• **Exercise aim**: Transcribe, without any alteration, only the lines that begin at the line containing "Find the man's hand" and run to the last line below.
---------- Records supplied ----------
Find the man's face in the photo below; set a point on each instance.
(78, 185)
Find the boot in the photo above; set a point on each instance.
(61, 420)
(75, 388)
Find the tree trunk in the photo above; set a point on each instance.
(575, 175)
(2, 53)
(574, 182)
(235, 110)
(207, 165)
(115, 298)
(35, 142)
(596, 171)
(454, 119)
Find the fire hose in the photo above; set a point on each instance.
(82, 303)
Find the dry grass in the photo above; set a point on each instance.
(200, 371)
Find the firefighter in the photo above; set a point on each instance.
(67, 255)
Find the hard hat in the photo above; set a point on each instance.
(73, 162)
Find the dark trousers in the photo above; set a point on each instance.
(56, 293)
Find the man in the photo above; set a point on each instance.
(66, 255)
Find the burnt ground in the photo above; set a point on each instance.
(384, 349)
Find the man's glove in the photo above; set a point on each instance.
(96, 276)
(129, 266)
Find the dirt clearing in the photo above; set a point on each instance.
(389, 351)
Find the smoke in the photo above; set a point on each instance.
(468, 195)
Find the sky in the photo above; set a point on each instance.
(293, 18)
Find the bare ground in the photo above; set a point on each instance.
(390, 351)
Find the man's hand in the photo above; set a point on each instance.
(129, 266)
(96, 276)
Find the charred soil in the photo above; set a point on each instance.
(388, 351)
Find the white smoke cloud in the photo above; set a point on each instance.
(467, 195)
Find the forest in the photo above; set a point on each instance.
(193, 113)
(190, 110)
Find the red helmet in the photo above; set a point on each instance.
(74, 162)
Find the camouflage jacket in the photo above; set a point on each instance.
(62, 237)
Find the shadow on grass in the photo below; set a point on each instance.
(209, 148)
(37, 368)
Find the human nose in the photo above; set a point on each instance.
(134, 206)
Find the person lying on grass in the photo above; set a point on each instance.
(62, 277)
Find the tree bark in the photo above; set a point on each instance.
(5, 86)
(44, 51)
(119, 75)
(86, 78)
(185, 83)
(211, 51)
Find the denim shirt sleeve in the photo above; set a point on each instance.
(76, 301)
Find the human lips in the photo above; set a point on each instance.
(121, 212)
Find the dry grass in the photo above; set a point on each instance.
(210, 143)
----------
• **Response**:
Find the man's hand in the photo above; set a point on each instance.
(129, 266)
(96, 276)
Find the charred soil in the photo above; set a point on each instance.
(388, 351)
Find the white smoke cloud in the photo above; set a point on each instance.
(467, 195)
Find the forest in the photo above; set a point on each instance.
(193, 113)
(190, 110)
Find the red helmet in the photo above; set a point on each instance.
(74, 162)
Find the camouflage jacket in the photo above; set a point on each instance.
(62, 237)
Find the shadow on grass in the photo below; set a point on each instance.
(209, 148)
(37, 368)
Find the human nose in the photo above; set a point on each instance.
(134, 206)
Find the person lying on grass in the photo above; set a point on each instance.
(62, 277)
Find the tree bark in the photo above; set a point on each instance.
(5, 86)
(44, 51)
(119, 75)
(86, 78)
(185, 83)
(211, 51)
Find the denim shirt sleeve in the photo above; set a point on each instance.
(76, 301)
Find the human lips in the photo above; set a point on each instance.
(121, 212)
Find the dry grass in the photo above; set a point on each instance.
(210, 143)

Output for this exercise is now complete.